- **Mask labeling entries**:
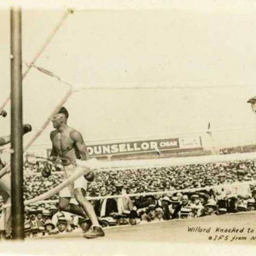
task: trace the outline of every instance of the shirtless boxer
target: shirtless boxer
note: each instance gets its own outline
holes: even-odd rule
[[[62,161],[66,179],[72,175],[77,168],[76,161],[88,160],[89,155],[81,133],[70,127],[67,125],[69,113],[62,107],[54,117],[52,124],[55,129],[51,133],[50,138],[52,143],[52,150],[50,157],[56,159],[59,157]],[[94,238],[104,236],[101,226],[98,221],[93,205],[85,198],[88,173],[80,176],[72,184],[59,192],[59,208],[61,211],[69,212],[84,217],[89,217],[92,223],[91,228],[85,233],[84,237]],[[76,205],[70,203],[72,197],[74,197],[79,204]]]
[[[5,115],[2,115],[5,117]],[[5,112],[6,116],[6,112]],[[32,130],[30,125],[23,125],[23,135]],[[10,142],[10,136],[0,137],[0,146]],[[0,170],[5,167],[0,158]],[[2,196],[5,204],[10,203],[10,173],[7,173],[0,179],[0,195]],[[0,218],[0,237],[10,237],[11,218],[10,207],[3,209]]]

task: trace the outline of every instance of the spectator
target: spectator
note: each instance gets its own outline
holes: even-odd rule
[[[99,189],[101,196],[105,197],[109,194],[106,187],[102,186]],[[101,199],[97,200],[95,204],[95,211],[99,217],[110,216],[113,212],[118,212],[116,200],[114,198]]]

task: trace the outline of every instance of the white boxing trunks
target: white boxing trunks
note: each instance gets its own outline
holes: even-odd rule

- **WHAT YOU NEED TO DO**: Give every line of the entries above as a Markdown table with the columns Row and Line, numbering each row and omitting blank lines. Leave the pictures out of your answer.

- **THE OUTPUT**:
| Row | Line |
|---|---|
| 1 | task: trace the outline of every instance of the shirtless boxer |
| 2 | target: shirtless boxer |
| 3 | note: each instance gets its own outline |
| 4 | holes: even-odd rule |
| 5 | [[[62,161],[66,179],[72,175],[77,168],[76,161],[88,160],[89,155],[81,133],[70,127],[67,125],[69,113],[62,107],[54,117],[52,124],[55,129],[51,133],[50,138],[52,143],[52,150],[50,157],[56,159],[59,157]],[[94,238],[104,236],[101,226],[98,221],[93,205],[85,198],[88,173],[80,176],[72,184],[59,192],[59,208],[61,211],[69,212],[84,217],[89,217],[92,223],[91,228],[85,233],[84,237]],[[76,205],[70,203],[72,197],[74,197],[79,204]]] |
| 6 | [[[5,115],[2,115],[5,117]],[[5,112],[6,116],[6,112]],[[32,130],[30,125],[23,125],[23,135]],[[10,142],[10,136],[0,137],[0,146]],[[0,170],[5,167],[0,158]],[[2,196],[5,204],[10,203],[10,173],[7,173],[0,179],[0,195]],[[0,218],[0,237],[10,237],[11,218],[10,207],[3,209]]] |
| 7 | task: trace the outline of every instance of the spectator |
| 8 | target: spectator |
| 9 | note: each instance gets its own outline |
| 10 | holes: even-odd rule |
| 11 | [[[99,189],[101,196],[105,197],[109,194],[106,187],[102,186]],[[101,199],[97,200],[95,204],[95,211],[99,217],[110,216],[113,212],[118,212],[116,200],[114,198]]] |
| 12 | task: trace the outline of every instance of the white boxing trunks |
| 13 | target: white boxing trunks |
| 14 | note: each instance gets its own outline |
| 15 | holes: even-odd rule |